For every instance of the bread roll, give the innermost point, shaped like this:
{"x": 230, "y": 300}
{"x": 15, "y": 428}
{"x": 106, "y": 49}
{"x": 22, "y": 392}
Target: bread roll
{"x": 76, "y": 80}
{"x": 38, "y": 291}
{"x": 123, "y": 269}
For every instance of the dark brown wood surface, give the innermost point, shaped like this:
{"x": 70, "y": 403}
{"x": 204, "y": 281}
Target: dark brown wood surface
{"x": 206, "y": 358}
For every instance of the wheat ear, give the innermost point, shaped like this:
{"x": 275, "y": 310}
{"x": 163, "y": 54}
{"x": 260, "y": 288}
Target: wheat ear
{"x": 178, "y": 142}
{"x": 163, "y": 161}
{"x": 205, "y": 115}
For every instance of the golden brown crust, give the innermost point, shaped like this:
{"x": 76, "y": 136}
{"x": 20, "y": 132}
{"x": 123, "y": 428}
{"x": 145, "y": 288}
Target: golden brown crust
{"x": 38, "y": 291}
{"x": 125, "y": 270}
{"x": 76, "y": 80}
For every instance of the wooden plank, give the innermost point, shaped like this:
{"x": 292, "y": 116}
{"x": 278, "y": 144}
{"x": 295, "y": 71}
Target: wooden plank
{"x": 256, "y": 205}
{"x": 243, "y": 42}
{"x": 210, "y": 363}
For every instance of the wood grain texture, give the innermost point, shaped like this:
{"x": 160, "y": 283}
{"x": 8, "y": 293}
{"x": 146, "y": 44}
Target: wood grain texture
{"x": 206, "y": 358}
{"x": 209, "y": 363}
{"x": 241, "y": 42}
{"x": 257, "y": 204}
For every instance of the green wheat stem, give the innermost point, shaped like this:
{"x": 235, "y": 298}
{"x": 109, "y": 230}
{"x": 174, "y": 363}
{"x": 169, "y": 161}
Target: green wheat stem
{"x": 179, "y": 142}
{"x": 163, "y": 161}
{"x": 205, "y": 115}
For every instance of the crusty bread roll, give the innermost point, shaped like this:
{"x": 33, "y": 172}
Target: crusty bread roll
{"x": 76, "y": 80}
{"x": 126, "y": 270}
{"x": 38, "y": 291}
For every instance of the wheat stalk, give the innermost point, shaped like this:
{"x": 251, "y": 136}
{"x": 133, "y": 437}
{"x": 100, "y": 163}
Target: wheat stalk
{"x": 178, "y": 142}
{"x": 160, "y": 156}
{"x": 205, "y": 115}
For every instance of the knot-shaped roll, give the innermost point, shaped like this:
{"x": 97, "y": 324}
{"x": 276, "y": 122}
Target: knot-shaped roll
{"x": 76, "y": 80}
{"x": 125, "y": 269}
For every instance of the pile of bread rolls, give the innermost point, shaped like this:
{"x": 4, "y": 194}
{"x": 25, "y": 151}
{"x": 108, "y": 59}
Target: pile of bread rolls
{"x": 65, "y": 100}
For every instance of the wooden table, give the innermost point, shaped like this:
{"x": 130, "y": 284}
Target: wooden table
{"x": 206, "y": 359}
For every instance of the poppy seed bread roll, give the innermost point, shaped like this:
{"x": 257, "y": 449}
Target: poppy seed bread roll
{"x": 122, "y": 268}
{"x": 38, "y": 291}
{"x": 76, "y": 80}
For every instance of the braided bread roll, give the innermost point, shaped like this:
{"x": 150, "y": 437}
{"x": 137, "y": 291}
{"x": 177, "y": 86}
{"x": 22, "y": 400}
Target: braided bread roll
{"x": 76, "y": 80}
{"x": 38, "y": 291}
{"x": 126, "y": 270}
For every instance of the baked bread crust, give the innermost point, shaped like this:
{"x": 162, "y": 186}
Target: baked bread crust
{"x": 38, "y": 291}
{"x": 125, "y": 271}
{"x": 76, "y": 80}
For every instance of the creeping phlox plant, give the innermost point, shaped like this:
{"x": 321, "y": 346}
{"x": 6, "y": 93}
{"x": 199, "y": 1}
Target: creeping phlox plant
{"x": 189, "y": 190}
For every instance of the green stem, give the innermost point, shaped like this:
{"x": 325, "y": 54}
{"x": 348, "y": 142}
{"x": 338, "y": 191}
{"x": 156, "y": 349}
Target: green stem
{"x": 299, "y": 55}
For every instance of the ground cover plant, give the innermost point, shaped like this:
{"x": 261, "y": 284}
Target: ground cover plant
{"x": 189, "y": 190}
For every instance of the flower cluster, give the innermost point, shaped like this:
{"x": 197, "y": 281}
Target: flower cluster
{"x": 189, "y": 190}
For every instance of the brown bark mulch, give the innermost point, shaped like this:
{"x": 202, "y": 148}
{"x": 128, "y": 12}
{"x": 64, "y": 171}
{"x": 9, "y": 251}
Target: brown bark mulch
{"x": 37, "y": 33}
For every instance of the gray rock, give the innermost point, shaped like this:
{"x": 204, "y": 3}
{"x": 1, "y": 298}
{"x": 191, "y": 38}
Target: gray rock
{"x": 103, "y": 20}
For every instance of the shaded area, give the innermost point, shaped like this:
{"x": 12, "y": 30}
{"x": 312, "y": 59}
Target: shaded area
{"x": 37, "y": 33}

- **Stated exercise**: Put every line of the items above into one numbered list, leaving out any blank lines.

- **Output below**:
1. For every instance of the bread roll, give the innermost point, shaped like this:
2. {"x": 230, "y": 300}
3. {"x": 15, "y": 428}
4. {"x": 106, "y": 49}
5. {"x": 22, "y": 392}
6. Target: bread roll
7. {"x": 76, "y": 80}
8. {"x": 38, "y": 291}
9. {"x": 123, "y": 269}
10. For every instance of the dark brown wood surface, give the innermost point, shaped like this:
11. {"x": 70, "y": 403}
12. {"x": 204, "y": 281}
13. Target: dark brown wood surface
14. {"x": 206, "y": 358}
15. For every instance of the wheat ear, give the innermost point, shaped like this:
16. {"x": 275, "y": 310}
17. {"x": 163, "y": 54}
18. {"x": 260, "y": 288}
19. Target: wheat ear
20. {"x": 178, "y": 142}
21. {"x": 163, "y": 161}
22. {"x": 205, "y": 115}
23. For every instance of the golden brown crust, give the innermost point, shaped like this:
24. {"x": 76, "y": 136}
25. {"x": 20, "y": 132}
26. {"x": 123, "y": 428}
27. {"x": 145, "y": 288}
28. Target: golden brown crust
29. {"x": 38, "y": 291}
30. {"x": 125, "y": 270}
31. {"x": 76, "y": 80}
32. For every instance of the wooden plank, give the innermost point, shaped like this:
33. {"x": 292, "y": 116}
34. {"x": 278, "y": 144}
35. {"x": 295, "y": 71}
36. Target: wooden plank
37. {"x": 256, "y": 205}
38. {"x": 243, "y": 42}
39. {"x": 210, "y": 363}
40. For every instance of the wood grain texture, give the innermost point, shaped like this:
41. {"x": 160, "y": 283}
42. {"x": 8, "y": 293}
43. {"x": 146, "y": 44}
44. Target: wood grain texture
45. {"x": 206, "y": 358}
46. {"x": 209, "y": 363}
47. {"x": 241, "y": 42}
48. {"x": 257, "y": 204}
49. For every instance of the green wheat stem, give the innermost point, shaped like this:
50. {"x": 235, "y": 298}
51. {"x": 109, "y": 230}
52. {"x": 174, "y": 363}
53. {"x": 169, "y": 161}
54. Target: green wheat stem
55. {"x": 179, "y": 142}
56. {"x": 163, "y": 161}
57. {"x": 205, "y": 115}
58. For every instance of the crusty bread roll, give the innermost point, shaped like this:
59. {"x": 33, "y": 172}
60. Target: crusty bread roll
61. {"x": 76, "y": 80}
62. {"x": 126, "y": 270}
63. {"x": 38, "y": 291}
64. For every instance of the wheat stalk, give the innermost point, shaped like this:
65. {"x": 251, "y": 136}
66. {"x": 133, "y": 437}
67. {"x": 100, "y": 163}
68. Target: wheat stalk
69. {"x": 178, "y": 142}
70. {"x": 160, "y": 156}
71. {"x": 205, "y": 115}
72. For every instance of the knot-shaped roll, give the innermost point, shaped like this:
73. {"x": 97, "y": 324}
74. {"x": 276, "y": 122}
75. Target: knot-shaped roll
76. {"x": 76, "y": 80}
77. {"x": 125, "y": 269}
78. For every instance of the pile of bread rolls, give the innermost point, shaped like this:
79. {"x": 4, "y": 194}
80. {"x": 25, "y": 151}
81. {"x": 108, "y": 59}
82. Target: pile of bread rolls
83. {"x": 65, "y": 100}
84. For every instance of the wooden table, give the innermost point, shaped like this:
85. {"x": 130, "y": 284}
86. Target: wooden table
87. {"x": 206, "y": 359}
88. For every instance of the poppy seed bread roll, give the innermost point, shaped like this:
89. {"x": 257, "y": 449}
90. Target: poppy seed bread roll
91. {"x": 122, "y": 268}
92. {"x": 38, "y": 291}
93. {"x": 76, "y": 80}
94. For every instance of the braided bread roll, give the innermost point, shaped like this:
95. {"x": 150, "y": 437}
96. {"x": 137, "y": 291}
97. {"x": 177, "y": 86}
98. {"x": 22, "y": 400}
99. Target: braided bread roll
100. {"x": 76, "y": 80}
101. {"x": 38, "y": 291}
102. {"x": 126, "y": 270}
103. For every instance of the baked bread crust, give the innermost point, shaped like this:
104. {"x": 162, "y": 186}
105. Target: baked bread crust
106. {"x": 38, "y": 291}
107. {"x": 125, "y": 271}
108. {"x": 76, "y": 80}
109. For every instance of the creeping phlox plant, give the innermost point, shaped like this:
110. {"x": 321, "y": 346}
111. {"x": 6, "y": 93}
112. {"x": 199, "y": 1}
113. Target: creeping phlox plant
114. {"x": 189, "y": 190}
115. For every instance of the green stem, give the innermost point, shaped like this:
116. {"x": 325, "y": 54}
117. {"x": 348, "y": 142}
118. {"x": 338, "y": 191}
119. {"x": 156, "y": 349}
120. Target: green stem
121. {"x": 299, "y": 55}
122. For every instance of the ground cover plant, give the innermost point, shaped like this:
123. {"x": 261, "y": 284}
124. Target: ground cover plant
125. {"x": 189, "y": 190}
126. For every instance of the flower cluster, give the innermost point, shaped like this:
127. {"x": 197, "y": 281}
128. Target: flower cluster
129. {"x": 189, "y": 190}
130. For every instance of the brown bark mulch, give the innermost point, shaped like this:
131. {"x": 202, "y": 148}
132. {"x": 128, "y": 12}
133. {"x": 64, "y": 171}
134. {"x": 9, "y": 251}
135. Target: brown bark mulch
136. {"x": 37, "y": 33}
137. For every instance of the gray rock, give the innermost point, shaped like this:
138. {"x": 204, "y": 3}
139. {"x": 1, "y": 298}
140. {"x": 191, "y": 38}
141. Target: gray rock
142. {"x": 103, "y": 20}
143. For every instance of the shaded area, give the innermost point, shaped like this:
144. {"x": 12, "y": 30}
145. {"x": 312, "y": 59}
146. Target: shaded area
147. {"x": 37, "y": 33}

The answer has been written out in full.